Instructions |
A – Update the Awk text from "In 1988, Kernighan" to "much since then.", replacing "bug fixes" with "corrections".
B – Summarize the Awk text in two sentences.
C – List every person the Awk text names as having reviewed the article or exchanged email with its writer.

Page excerpt |
^^^^^^^^^^^^^^^^
The script searches for strings like SAMPLES_19 or SAMPLES_20 and
increments a counter each time a string is found. Of course, a real
script would use the counter in further calculations.

This is basically how Awk operates: evaluate a condition, then take
action when it matches. The script runs in what David Kerns, in an
email exchange with me, called an implied loop. In his review of
this article, Arnold Robbins, maintainer of the GNU version of Awk
(Gawk), calls the programs data-driven.

I see Awk as more of a declarative language than a procedural one.
You describe what you want to happen and the conditions under which
it happens, instead of specifying a series of sequential statements.
Awk certainly executes statements in sequence and offers control flow
statements (if, while), so it can serve quite well as a procedural
language. Nelson H. F. Beebe, in his review of this article,
mentioned writing a program with 23,981 lines of actions in just 12
patterns.

But overall, sequences of statements execute within a framework of
declaring the conditions under which these things should happen. The
concept of a declarative language has been around almost since the
beginning of high-level programming languages and can be found in the
popular notion of a promise, invented by Mark Burgess.

http://markburgess.org/promises.html

Awk documentation usually calls the condition a "pattern" because
regular expressions are so often used as conditions. Janis
Papanagnou, in his review of this article, explained that he has
recommended the word "condition" instead. I realized that this word
choice matches my own view of Awk at a high level as a descriptive
language. Aleksey Cheusov, in email, said that Awk programs can be
viewed as finite state machines, which declare how to move from one
state to another.

Neil Ormos, in an email exchange with me, offered an interesting
perspective on when to use Awk:

> I'd put Awk in a special category of general-purpose programming
> languages that are especially well adapted for: (1) personal
> computing; and (2) programmer-time-efficient prototype development,
> where the prototype artifact can evolve advantageously into a
> production-worthy tool with a little incremental effort.

Awk also maintains a delicate balance between being a line-oriented
utility like grep and a full programming language. Normally, Awk
just applies your script to each line of input, like grep, acting on
what matches your condition.

Furthermore, Awk is focused on lines divided into fields that are
separated by white space or by any character or regular expression
you choose. All behavior is subject to customizations—as Ed Morton
suggested in his review, we should speak more generally of "records"
instead of "lines"—but traditionally Awk is used on files where each
line consists of a regular set of fields. It has proven very useful
for parsing log files, for instance.

In 1988, Kernighan put a set of bug fixes and major new features into
a version released under the name Nawk (although he wanted it to
replace the original Awk), and the standard version has not changed
much since then.

# It's Not Just About the Language

Languages are part of a larger environment that often plays more of a
role in the choice of language than its actual features. For
instance, many people use Python because so many important libraries
have been written for that language. Other people use a language for
legacy reasons: they have an existing application to maintain or work
in an organization that has historically depended on a language.
^^^^^^^^^^^^^^^^
Stored data |

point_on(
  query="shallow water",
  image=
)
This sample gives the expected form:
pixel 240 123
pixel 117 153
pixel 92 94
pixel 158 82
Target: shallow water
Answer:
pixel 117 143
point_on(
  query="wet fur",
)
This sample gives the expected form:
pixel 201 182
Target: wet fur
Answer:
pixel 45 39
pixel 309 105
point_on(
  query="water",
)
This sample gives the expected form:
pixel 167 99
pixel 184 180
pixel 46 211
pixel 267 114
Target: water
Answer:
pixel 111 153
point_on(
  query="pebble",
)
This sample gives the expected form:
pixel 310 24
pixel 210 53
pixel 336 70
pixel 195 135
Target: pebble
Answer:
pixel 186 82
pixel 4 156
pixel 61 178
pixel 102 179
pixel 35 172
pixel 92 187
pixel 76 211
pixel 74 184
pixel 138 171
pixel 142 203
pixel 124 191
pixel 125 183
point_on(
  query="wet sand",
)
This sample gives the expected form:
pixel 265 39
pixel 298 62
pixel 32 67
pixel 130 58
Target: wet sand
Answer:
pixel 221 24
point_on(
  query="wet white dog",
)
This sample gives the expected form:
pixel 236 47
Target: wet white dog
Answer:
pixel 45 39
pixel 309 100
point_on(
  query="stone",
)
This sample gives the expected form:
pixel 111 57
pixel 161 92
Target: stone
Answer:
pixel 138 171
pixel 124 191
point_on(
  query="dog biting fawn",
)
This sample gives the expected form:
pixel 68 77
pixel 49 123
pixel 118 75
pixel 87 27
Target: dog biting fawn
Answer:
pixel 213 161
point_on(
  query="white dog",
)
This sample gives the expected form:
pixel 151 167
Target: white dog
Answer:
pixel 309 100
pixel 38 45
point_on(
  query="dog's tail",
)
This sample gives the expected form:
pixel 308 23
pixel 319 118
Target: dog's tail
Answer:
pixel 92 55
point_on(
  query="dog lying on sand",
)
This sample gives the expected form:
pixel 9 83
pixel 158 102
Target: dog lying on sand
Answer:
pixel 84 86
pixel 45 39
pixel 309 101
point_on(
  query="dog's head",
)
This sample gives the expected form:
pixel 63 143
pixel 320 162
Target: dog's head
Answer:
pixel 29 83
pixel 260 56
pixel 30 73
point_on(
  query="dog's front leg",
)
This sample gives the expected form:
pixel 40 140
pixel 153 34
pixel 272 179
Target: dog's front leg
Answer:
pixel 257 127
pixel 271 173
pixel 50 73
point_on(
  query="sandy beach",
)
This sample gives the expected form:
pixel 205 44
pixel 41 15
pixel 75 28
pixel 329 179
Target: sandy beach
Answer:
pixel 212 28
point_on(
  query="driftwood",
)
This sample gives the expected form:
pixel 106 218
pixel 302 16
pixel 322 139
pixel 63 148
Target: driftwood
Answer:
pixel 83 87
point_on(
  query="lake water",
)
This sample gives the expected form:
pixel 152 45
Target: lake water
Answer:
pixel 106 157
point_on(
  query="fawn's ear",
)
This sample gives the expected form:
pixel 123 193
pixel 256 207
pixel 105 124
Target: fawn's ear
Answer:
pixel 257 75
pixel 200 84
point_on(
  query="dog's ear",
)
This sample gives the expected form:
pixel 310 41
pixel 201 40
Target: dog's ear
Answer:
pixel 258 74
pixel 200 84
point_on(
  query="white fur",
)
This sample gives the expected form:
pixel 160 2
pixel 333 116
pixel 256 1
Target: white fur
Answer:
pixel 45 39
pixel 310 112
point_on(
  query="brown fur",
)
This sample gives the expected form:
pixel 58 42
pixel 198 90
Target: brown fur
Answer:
^^^^^^^^^^^^^^^^
Solutions to each task |
A –
In 1988, Kernighan put a set of corrections and major new features into
a version released under the name Nawk (although he wanted it to
replace the original Awk), and the standard version has not changed
much since then.

B – Awk runs a script in an implied loop: it evaluates a condition against each line or record of input and takes action when the condition matches, which makes it more declarative than procedural even though it also supports sequential statements and control flow. It sits between a line-oriented utility like grep and a full programming language, works on lines divided into fields, and has proven very useful for parsing log files.

C –
David Kerns
Arnold Robbins
Nelson H. F. Beebe
Janis Papanagnou
Aleksey Cheusov
Neil Ormos
Ed Morton